### How to complete this task
Reproduce each line below without any alteration.

[Natural-language object grounding data]
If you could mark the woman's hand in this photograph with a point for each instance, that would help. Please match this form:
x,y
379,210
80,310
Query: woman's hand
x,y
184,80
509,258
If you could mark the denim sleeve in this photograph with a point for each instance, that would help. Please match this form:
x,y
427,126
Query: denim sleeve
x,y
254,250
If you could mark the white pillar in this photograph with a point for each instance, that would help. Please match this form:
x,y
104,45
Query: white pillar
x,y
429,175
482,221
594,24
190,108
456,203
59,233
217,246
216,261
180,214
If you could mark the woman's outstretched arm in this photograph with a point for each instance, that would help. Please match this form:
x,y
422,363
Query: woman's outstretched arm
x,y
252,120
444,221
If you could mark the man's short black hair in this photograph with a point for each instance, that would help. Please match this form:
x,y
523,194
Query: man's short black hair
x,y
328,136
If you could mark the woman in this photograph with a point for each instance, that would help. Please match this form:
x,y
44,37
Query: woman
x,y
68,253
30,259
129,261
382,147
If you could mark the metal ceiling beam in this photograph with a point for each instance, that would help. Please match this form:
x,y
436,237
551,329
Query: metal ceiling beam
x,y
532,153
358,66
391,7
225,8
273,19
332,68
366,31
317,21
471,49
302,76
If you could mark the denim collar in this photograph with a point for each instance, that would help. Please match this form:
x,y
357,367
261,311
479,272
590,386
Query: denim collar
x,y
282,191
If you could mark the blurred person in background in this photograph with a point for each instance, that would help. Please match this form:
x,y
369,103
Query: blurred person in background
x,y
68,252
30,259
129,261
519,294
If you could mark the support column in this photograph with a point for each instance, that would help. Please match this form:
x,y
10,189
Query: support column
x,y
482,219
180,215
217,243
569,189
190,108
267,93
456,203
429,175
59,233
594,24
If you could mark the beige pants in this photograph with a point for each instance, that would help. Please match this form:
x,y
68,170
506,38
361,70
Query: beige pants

### Output
If you could mark the woman's hand in this photograph with a point for each instance, that would help. Please match this form:
x,y
379,210
80,310
Query: woman's hand
x,y
184,80
509,258
If you could mark the denim sleeve in this photograph with a point for each instance, that would help. Please match this form:
x,y
427,126
Query: denim sleeve
x,y
254,250
If you could mark the white pillar in this photograph with a point for each instance, that would help. Please match this form:
x,y
104,45
Query: white pillar
x,y
429,175
482,221
594,24
190,108
456,203
59,233
217,246
216,261
180,214
If you could mark the woman's outstretched arm in this photograph with a point for each instance, that would help. Please match this form:
x,y
422,363
Query: woman's outstretched arm
x,y
252,120
444,221
If you could mark the man's short black hair in this photograph with a point for each instance, that would help. Please match this form:
x,y
523,194
Query: man's short black hair
x,y
328,136
If you could mark the woman in this photograph with a point for each instance, that would help. Please match this form:
x,y
44,37
Query: woman
x,y
68,253
30,259
129,261
382,147
If you could mark the metal ceiling beam in this photograph with a point for each instance, that would help. Please match this form:
x,y
436,237
551,329
Query: metal ceiling beam
x,y
532,153
358,66
391,7
225,8
273,19
332,68
366,31
317,21
471,49
302,76
If you could mark the denim collar in this photograph with a point for each instance, that would help. Please match this form:
x,y
357,367
261,311
479,272
590,386
Query: denim collar
x,y
282,191
If you could mark the blurred person in background in this photograph with a point for each instance, that would help. Please match this form:
x,y
369,103
Query: blurred person in background
x,y
68,252
30,259
129,261
519,294
If you could mark the support column in this photograph with a point for each instance, that would help. Please match this form:
x,y
10,189
Query: support column
x,y
482,219
180,215
217,243
569,189
190,108
267,93
456,203
429,175
59,233
594,24
If you could mark the beige pants in this photograph with a point for each instance, that would help. Please match this form:
x,y
68,170
506,38
361,70
Query: beige pants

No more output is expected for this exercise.